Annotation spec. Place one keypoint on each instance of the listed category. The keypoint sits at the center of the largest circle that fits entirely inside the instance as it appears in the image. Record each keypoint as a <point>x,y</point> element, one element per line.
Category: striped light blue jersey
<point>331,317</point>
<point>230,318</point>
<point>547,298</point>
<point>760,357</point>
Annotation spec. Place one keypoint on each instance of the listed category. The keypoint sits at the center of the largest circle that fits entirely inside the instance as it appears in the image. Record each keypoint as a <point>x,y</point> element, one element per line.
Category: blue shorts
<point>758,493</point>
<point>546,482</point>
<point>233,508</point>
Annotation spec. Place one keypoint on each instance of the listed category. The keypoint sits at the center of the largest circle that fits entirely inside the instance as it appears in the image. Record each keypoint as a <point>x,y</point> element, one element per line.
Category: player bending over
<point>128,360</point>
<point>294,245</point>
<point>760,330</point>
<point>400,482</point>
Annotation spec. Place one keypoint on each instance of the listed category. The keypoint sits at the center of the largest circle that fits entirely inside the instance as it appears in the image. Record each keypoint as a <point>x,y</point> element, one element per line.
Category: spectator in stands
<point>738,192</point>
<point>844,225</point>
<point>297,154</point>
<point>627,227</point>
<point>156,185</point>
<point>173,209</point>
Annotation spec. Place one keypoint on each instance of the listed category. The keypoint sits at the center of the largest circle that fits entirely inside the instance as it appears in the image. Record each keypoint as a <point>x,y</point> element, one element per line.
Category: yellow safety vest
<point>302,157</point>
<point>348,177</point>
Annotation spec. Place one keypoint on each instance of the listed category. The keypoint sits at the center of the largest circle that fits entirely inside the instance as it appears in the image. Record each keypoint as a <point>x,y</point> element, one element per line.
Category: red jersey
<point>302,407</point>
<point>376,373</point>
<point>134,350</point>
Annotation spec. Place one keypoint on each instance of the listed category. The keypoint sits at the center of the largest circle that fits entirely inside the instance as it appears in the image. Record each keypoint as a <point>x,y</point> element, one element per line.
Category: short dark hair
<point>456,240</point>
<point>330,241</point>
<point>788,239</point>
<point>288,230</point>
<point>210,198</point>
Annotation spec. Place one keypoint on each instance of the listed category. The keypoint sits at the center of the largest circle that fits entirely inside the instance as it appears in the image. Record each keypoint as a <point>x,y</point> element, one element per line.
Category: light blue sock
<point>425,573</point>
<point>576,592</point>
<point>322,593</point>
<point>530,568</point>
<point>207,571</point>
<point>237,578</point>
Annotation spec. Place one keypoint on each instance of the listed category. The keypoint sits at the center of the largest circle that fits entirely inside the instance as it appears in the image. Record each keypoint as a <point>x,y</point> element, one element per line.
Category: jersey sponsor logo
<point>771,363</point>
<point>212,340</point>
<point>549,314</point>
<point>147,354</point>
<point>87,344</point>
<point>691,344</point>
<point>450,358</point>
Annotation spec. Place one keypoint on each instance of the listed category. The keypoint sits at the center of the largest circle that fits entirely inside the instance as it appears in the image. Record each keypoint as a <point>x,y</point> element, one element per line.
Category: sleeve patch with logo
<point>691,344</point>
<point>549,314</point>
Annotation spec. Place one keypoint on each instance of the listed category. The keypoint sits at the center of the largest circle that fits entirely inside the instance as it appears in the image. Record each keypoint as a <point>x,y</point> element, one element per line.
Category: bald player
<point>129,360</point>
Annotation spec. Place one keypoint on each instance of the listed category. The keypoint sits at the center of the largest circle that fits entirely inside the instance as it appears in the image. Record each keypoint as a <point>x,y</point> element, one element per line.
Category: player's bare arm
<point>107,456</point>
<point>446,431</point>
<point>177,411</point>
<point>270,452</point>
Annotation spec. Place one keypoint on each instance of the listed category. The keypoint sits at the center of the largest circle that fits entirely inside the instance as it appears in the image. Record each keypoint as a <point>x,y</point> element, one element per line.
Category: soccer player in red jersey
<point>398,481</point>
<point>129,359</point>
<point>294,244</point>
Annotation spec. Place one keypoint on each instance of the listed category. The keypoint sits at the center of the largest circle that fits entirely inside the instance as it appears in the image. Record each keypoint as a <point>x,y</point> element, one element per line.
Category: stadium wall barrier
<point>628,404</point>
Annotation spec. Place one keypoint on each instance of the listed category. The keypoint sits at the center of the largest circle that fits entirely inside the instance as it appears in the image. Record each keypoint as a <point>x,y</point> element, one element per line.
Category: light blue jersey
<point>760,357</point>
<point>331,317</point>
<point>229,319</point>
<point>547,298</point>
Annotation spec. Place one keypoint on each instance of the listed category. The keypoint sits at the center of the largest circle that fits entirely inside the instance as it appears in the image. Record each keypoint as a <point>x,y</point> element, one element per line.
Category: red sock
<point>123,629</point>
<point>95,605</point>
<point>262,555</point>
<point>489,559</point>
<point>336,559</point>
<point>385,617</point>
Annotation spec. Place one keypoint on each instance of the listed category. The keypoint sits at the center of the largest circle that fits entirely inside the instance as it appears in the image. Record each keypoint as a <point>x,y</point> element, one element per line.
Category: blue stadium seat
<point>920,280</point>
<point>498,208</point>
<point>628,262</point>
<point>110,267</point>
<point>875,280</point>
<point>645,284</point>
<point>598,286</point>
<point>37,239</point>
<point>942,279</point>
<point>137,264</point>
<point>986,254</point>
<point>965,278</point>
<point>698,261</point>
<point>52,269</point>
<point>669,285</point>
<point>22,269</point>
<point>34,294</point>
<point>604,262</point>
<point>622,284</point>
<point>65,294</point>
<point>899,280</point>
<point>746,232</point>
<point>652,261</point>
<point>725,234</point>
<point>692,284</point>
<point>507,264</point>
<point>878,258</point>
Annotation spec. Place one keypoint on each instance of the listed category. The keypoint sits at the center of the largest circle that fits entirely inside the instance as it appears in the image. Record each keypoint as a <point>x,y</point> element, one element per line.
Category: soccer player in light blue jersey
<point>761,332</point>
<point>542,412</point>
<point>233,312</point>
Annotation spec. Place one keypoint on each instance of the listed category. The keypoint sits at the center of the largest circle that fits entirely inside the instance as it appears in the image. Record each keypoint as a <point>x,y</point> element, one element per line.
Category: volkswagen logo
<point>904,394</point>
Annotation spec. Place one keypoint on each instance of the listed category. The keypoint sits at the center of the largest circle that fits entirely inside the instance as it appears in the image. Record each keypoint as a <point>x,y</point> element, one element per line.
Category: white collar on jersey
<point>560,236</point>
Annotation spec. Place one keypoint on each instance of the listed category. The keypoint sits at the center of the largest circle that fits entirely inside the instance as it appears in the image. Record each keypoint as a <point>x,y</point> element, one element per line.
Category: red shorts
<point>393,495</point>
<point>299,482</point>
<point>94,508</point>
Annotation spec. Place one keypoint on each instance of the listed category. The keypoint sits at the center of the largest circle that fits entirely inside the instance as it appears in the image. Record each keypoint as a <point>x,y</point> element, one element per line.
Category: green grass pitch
§ §
TASK BRIEF:
Collect every line of the records above that contains the string "logo", matching case exactly.

EXERCISE RESPONSE:
Category: jersey sponsor logo
Category: sleeve patch with logo
Category: volkswagen logo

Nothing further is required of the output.